**Tasks:**
A. Do these statements agree with the post on downhill running? Answer yes or no for each, quoting the deciding words of the post exactly.
(i) The writer ran nearly the whole Groton Town Forest Trail Race alongside Chris.
(ii) The writer plans to open the race at a fast pace.
(iii) On most downhill sections, the writer's heart rate climbs above 120 bpm.
B. Answer these questions from the post on downhill running:
(i) During which race did the writer practice the technique with Chris?
(ii) What range of splits does the writer plan to turn in?
(iii) What will the writer dump over their head at each aid station?
C. Reproduce word for word the part of the post on downhill running starting at "I also received" and ending at "long they are.".

== Extracted text

I also received a little personal instruction from Chris and a lot of practice on this technique during the Groton Town Forest Trail Race (Chris was an excellent host as well as good company). We ran nearly the whole race together and he imparted much of his "ultra" and "trail racing" hill running knowledge upon me. It made quite an impression and I was even able to incorporate his technique into my road racing and training. I found that I've gotten so good at this type of downhill running that I am able to increase my speed while relaxing and recovering on the downhill sections. My heart rate tends to drop to nearly full-on recovery levels of around 100-120 bpm on most downhill sections depending on how long they are.

So, as for the race, I'm going to run it more like a really long Fartlek (my favorite) workout. I'm going to start-out nice and relaxed for the first 5 or 6 miles of downhill running. I'm going to let my feet fly while minimizing braking forces and the damage to my quads. I'll turn-in varying splits between 7:15-7:30/mile. I'll alternate taking water and Gatorade from every aid station along the route. I'll also make sure to take at least 1 cup of water an dump it over my head at each aid station.

====
== Study material

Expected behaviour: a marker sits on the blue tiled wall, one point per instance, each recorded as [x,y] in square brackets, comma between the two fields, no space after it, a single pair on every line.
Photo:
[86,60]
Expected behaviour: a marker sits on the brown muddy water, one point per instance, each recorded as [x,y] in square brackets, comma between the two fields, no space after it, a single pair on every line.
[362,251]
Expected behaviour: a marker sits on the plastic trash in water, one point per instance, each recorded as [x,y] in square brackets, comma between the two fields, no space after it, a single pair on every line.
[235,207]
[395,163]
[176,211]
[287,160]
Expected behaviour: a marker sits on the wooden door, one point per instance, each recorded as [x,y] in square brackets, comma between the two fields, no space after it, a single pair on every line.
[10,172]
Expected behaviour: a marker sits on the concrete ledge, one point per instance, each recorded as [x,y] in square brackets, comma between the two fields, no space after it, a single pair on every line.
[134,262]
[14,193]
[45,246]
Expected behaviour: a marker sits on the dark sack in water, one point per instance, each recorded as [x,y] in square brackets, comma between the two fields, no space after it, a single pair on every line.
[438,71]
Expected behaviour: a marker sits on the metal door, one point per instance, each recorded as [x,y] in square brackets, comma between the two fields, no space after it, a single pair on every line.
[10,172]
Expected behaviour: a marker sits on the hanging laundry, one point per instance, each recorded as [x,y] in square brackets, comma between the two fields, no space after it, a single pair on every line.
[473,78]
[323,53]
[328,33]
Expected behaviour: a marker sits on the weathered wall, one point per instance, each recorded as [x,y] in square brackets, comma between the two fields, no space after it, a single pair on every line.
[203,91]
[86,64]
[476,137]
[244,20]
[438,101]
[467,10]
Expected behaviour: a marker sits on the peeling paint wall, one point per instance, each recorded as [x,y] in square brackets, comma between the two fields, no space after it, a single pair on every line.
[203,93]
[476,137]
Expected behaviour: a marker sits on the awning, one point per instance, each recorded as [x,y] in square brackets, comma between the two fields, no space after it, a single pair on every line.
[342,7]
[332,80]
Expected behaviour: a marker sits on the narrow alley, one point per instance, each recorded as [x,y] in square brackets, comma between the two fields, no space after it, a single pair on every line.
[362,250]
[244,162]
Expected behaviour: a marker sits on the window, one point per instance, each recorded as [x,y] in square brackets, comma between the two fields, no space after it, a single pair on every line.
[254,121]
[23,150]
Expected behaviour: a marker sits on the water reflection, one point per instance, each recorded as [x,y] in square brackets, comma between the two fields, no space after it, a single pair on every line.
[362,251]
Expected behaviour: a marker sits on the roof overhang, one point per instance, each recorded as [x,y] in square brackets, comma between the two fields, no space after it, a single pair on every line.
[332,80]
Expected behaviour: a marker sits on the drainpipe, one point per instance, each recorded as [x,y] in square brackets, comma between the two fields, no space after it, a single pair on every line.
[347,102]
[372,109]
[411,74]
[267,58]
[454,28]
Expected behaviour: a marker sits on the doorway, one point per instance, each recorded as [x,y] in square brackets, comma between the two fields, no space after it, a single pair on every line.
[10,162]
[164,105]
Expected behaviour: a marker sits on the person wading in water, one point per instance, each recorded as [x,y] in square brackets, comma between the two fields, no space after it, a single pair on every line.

====

**Completed exercise:**
A.
(i) Yes: "We ran nearly the whole race together"
(ii) No: "I'm going to start-out nice and relaxed for the first 5 or 6 miles of downhill running."
(iii) No: "My heart rate tends to drop to nearly full-on recovery levels of around 100-120 bpm on most downhill sections"

B.
(i) The Groton Town Forest Trail Race.
(ii) Between 7:15 and 7:30 per mile.
(iii) At least 1 cup of water.

C.
I also received a little personal instruction from Chris and a lot of practice on this technique during the Groton Town Forest Trail Race (Chris was an excellent host as well as good company). We ran nearly the whole race together and he imparted much of his "ultra" and "trail racing" hill running knowledge upon me. It made quite an impression and I was even able to incorporate his technique into my road racing and training. I found that I've gotten so good at this type of downhill running that I am able to increase my speed while relaxing and recovering on the downhill sections. My heart rate tends to drop to nearly full-on recovery levels of around 100-120 bpm on most downhill sections depending on how long they are.